◆ Exercise instructions
Please output exactly the run of lines that starts at the line with "sheep head | bbox" and ends at the last line of the records below.

◆ Supplied information
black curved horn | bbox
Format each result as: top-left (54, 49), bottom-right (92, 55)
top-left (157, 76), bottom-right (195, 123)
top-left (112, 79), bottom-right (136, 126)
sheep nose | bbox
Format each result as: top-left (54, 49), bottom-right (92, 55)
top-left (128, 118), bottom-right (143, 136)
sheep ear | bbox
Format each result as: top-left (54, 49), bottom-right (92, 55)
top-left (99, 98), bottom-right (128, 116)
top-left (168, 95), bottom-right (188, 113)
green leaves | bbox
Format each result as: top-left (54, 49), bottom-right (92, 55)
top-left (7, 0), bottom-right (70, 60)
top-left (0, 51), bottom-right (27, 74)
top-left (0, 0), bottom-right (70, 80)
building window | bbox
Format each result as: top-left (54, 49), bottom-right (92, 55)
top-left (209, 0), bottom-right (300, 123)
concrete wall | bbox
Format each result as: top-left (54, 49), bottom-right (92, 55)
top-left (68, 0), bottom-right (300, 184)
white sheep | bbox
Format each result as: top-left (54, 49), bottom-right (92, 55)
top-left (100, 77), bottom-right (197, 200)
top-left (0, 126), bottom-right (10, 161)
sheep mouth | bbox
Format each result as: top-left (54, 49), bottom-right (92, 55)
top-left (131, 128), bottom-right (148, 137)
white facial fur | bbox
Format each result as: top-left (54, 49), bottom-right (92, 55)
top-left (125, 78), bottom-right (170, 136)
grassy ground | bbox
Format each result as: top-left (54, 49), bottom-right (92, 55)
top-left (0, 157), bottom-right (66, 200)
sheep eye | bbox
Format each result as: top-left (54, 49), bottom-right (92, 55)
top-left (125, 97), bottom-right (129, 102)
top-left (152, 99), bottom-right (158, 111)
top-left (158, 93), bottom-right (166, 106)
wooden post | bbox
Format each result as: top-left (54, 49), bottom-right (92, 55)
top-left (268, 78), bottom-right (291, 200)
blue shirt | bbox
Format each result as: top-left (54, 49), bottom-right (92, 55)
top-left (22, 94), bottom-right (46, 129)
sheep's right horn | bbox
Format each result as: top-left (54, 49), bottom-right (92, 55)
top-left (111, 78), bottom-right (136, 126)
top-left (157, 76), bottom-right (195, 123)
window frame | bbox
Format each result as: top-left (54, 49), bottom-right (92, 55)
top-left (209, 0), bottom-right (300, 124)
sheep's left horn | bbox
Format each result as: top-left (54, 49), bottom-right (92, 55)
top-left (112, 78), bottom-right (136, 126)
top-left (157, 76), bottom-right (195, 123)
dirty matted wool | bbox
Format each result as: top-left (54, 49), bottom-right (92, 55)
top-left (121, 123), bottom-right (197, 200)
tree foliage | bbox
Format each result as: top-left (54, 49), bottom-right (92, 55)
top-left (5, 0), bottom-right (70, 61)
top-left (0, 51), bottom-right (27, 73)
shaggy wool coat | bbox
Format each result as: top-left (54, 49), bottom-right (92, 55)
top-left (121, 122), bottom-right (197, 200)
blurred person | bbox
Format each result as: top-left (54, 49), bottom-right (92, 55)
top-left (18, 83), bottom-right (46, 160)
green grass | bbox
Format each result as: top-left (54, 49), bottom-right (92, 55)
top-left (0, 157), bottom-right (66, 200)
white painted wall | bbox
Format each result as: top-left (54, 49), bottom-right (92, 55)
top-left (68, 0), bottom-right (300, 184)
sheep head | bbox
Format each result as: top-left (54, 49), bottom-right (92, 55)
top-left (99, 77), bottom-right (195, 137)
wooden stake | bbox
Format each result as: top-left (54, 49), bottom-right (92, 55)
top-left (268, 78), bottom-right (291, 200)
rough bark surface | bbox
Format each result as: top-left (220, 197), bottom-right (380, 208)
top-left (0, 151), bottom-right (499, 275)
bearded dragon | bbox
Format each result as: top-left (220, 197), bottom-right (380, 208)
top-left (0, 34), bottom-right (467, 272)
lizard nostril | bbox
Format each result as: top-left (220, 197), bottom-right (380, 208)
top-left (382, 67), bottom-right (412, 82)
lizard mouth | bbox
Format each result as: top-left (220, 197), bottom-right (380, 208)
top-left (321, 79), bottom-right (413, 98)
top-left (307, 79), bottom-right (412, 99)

◆ Exercise output
sheep head | bbox
Format each result as: top-left (54, 49), bottom-right (92, 55)
top-left (99, 77), bottom-right (195, 137)
wooden stake | bbox
Format each result as: top-left (54, 49), bottom-right (92, 55)
top-left (268, 78), bottom-right (291, 200)
rough bark surface | bbox
Format each result as: top-left (220, 197), bottom-right (380, 208)
top-left (0, 151), bottom-right (499, 275)
bearded dragon | bbox
Format each result as: top-left (220, 197), bottom-right (380, 208)
top-left (0, 34), bottom-right (467, 272)
lizard nostril | bbox
Format each result as: top-left (220, 197), bottom-right (380, 208)
top-left (382, 67), bottom-right (412, 82)
lizard mouth | bbox
Format each result as: top-left (220, 197), bottom-right (380, 208)
top-left (321, 79), bottom-right (413, 98)
top-left (307, 79), bottom-right (412, 99)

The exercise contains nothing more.